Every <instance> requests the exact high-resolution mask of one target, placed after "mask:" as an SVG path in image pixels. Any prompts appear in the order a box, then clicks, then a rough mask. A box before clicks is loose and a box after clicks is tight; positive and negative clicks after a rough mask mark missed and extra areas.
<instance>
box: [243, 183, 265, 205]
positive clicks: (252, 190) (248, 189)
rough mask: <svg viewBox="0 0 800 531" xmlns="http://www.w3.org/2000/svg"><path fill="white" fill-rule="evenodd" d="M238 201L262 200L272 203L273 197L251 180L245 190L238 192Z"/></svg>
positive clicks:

WORK TO COMPLETE: Every entry should be output exactly as written, please.

FINAL ANSWER:
Every <instance> requests the exact high-resolution mask of one target, placed after "mask:" as an SVG path in image pixels. Any prompts appear in the order a box, then clicks, then a rough mask. A box before clicks is loose and a box after clicks is tight; positive and negative clicks after a rough mask mark missed and extra areas.
<instance>
box: [243, 183, 265, 205]
positive clicks: (252, 190) (248, 189)
rough mask: <svg viewBox="0 0 800 531" xmlns="http://www.w3.org/2000/svg"><path fill="white" fill-rule="evenodd" d="M238 201L262 200L272 203L273 197L251 180L245 190L238 192Z"/></svg>
positive clicks:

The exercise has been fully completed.